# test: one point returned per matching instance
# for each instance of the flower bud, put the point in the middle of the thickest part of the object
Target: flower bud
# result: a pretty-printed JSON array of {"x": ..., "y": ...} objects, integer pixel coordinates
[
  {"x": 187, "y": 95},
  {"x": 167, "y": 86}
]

(Task requirements):
Can you render the material above as a numbered list, one entry per line, with any blank lines left out?

(Task output):
1. # test: one point returned per matching instance
2. # for each instance of the flower bud, put the point in the middle of the thickest part of the object
3. Target: flower bud
4. # result: a pretty-printed JSON array of {"x": ..., "y": ...} objects, integer pixel coordinates
5. [
6.   {"x": 187, "y": 95},
7.   {"x": 167, "y": 86}
8. ]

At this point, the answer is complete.